_Written problem 1:_
Transcribe the forum thread about the bible-truths site from "oy...he is a" up to and including "is cultish/false prophet.".

_Supplied passage:_
──────────────────────────────
# http://bible-truths.com/



## caddy (Mar 10, 2007)

Ok

My brother just printed up a bunch of stuff from this site that my dad handed to me. I have only glanced at it so far. 

Any of you guys have any input on this site before I do some digging?


----------



## panta dokimazete (Mar 10, 2007)

I looked at his stuff at one time - he is a *solo*-scriptura, crackpot type...if I remember correctly...


----------



## panta dokimazete (Mar 10, 2007)

Yeah - this is the same guy - one proof of his heretical standpoints is he denies the Trinity - using all the tired "proofs"....



> As I said before, one cannot be both "of" something or someone and at the same time "be" that something or someone. There is certainly no trilateral, triune, trinity of God here!



oy...he is a law unto himself...thus not to be trusted...


----------



## crhoades (Mar 10, 2007)

Also after a quick skim of the site he denies eternal punishment in hell and is a universalist saying that all will be saved. So yes. This guy is cultish/false prophet.


----------



## caddy (Mar 10, 2007)

^
Agreed.


----------



## caddy (Mar 29, 2007)

http://www.puritanboard.com/showthread.php?t=20268

In order to combine with this thread. if Possible

I understand that bible-truths site is not sound, but does anyone have anymore input on a more specific basis?


----------



## caddy (Mar 29, 2007)

L.Ray Smith:

http://www.tektonics.org/qt/smithlr02.html

http://bible-truths.com/student.htm


----------
──────────────────────────────
_Data provided:_

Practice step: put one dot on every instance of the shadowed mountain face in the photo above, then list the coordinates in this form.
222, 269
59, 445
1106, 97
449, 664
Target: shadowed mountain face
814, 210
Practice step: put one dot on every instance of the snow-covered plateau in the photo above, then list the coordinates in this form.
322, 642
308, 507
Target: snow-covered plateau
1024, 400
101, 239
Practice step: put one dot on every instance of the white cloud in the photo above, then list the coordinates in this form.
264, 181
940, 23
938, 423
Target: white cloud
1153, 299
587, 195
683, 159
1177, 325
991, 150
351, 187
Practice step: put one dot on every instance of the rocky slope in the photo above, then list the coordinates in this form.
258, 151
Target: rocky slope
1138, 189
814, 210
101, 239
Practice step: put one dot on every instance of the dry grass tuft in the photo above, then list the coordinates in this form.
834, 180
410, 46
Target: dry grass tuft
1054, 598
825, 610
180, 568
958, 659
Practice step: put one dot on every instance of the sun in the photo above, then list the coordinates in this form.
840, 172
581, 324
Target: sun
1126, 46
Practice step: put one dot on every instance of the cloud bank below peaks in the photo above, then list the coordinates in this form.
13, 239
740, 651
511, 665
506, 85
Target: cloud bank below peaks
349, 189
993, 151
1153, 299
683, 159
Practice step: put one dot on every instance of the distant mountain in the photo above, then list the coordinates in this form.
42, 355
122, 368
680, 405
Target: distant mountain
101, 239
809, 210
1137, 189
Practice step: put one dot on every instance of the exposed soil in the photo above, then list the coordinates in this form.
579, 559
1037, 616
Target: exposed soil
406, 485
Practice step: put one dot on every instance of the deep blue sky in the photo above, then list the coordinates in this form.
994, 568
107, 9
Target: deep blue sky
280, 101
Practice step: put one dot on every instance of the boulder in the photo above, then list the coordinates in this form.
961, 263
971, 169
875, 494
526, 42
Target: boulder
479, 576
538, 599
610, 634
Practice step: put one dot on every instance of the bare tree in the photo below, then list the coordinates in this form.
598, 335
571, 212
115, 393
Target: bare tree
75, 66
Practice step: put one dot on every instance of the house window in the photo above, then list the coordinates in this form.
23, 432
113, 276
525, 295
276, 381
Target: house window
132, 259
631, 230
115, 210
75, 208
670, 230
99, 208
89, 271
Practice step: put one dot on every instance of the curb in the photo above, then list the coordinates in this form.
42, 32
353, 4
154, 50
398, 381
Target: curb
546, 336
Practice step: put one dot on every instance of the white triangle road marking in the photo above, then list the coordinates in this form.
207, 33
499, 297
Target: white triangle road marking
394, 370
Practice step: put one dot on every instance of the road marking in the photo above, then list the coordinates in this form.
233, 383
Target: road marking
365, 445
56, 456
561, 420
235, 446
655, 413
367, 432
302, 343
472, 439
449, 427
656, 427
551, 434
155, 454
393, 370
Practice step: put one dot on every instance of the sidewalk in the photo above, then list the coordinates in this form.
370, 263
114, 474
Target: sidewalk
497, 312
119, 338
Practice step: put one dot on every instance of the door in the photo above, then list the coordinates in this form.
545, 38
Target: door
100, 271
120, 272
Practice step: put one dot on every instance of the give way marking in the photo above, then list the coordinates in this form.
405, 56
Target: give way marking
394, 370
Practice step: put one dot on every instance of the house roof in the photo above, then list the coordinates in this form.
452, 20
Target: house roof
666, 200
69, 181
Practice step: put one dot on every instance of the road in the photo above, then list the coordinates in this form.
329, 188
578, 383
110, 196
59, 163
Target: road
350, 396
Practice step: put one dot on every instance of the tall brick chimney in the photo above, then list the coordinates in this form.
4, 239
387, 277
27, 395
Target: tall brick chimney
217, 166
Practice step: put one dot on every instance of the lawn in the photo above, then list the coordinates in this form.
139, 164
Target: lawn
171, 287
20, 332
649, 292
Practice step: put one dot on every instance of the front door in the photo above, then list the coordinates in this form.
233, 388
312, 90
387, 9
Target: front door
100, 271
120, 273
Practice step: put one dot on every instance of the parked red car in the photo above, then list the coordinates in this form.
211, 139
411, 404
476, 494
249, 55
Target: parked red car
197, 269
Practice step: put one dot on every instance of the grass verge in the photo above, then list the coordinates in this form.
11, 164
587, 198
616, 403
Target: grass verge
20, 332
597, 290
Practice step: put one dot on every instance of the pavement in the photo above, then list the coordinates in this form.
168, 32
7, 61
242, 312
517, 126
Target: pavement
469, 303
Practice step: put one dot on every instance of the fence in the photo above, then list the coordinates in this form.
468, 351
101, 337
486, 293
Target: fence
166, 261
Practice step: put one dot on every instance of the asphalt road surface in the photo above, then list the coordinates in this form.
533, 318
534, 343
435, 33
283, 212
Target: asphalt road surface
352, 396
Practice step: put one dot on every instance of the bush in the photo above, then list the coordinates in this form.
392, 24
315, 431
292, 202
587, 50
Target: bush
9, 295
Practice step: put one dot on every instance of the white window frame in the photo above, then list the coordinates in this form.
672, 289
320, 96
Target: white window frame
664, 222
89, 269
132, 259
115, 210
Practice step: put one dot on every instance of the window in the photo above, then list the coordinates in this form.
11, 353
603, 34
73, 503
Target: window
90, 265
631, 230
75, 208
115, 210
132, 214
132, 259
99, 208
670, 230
──────────────────────────────
_Written problem 2:_
How many lines of the rows contain the string "soil"? Give only the number.

_Exercise output 1:_
oy...he is a law unto himself...thus not to be trusted...


----------



## crhoades (Mar 10, 2007)

Also after a quick skim of the site he denies eternal punishment in hell and is a universalist saying that all will be saved. So yes. This guy is cultish/false prophet.

_Exercise output 2:_
2